Exactly reproduce the lines from the line containing "Mark every instance of the truck front" to the end of the data below, inclusive, and nothing else.

** Start **

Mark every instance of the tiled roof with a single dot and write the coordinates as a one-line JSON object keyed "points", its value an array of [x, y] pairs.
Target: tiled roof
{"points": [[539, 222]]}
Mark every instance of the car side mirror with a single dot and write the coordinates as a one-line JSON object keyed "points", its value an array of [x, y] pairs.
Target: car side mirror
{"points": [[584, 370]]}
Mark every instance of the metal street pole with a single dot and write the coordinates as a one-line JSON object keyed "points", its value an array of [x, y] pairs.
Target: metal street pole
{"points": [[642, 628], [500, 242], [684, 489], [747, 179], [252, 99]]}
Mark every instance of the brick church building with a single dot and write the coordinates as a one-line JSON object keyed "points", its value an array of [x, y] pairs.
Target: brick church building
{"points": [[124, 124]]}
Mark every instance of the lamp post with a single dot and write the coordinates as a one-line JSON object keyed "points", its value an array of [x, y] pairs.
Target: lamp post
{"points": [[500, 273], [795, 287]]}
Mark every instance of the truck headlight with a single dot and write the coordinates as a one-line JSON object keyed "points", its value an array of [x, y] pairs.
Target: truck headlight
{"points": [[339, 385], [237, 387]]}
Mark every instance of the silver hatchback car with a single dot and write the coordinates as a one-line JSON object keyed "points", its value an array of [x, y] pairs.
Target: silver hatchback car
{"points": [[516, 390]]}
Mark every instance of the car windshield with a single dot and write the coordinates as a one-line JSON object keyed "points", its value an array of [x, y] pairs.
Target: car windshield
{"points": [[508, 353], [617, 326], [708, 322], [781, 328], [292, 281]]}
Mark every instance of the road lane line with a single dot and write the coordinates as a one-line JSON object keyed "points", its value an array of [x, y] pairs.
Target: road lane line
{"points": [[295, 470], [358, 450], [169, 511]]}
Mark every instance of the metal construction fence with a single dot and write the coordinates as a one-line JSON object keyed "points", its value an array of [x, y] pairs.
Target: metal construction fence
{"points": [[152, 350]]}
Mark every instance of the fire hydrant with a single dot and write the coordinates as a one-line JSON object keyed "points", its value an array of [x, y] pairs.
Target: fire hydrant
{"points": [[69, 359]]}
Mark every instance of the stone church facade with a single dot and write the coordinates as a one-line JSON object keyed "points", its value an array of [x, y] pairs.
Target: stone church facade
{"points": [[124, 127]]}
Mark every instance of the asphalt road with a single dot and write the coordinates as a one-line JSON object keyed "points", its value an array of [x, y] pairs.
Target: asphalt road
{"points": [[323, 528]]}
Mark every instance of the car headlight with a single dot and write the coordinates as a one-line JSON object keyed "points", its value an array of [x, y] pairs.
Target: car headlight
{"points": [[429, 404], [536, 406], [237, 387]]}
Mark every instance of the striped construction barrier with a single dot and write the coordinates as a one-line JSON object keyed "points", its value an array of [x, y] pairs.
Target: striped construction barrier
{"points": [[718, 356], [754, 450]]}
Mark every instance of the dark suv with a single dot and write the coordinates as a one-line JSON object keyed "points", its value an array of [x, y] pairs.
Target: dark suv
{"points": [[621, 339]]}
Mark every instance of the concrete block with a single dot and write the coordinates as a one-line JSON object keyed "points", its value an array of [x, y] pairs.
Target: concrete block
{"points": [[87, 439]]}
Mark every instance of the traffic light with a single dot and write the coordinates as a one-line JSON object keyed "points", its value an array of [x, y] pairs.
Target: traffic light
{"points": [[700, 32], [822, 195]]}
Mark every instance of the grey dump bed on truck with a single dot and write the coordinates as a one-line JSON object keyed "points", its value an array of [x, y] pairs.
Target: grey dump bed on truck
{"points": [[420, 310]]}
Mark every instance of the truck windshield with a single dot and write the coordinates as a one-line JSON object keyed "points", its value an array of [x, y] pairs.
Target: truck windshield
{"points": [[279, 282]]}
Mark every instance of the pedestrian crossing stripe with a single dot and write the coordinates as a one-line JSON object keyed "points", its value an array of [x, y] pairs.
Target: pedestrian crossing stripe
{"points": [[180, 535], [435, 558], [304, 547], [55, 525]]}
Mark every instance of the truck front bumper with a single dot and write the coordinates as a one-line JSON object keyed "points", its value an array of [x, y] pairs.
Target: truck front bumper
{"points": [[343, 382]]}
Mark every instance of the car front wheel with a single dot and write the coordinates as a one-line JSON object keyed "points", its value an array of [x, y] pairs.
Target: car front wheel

** End **

Final result
Mark every instance of the truck front bumper with a single dot and write the coordinates as a one-line JSON object keyed "points", its value an array of [x, y] pairs.
Target: truck front bumper
{"points": [[343, 382]]}
Mark every instance of the car front wheel with a single dot and write the coordinates as a one-line JSON object keyed "points", its value an array of [x, y] pairs.
Target: car front wheel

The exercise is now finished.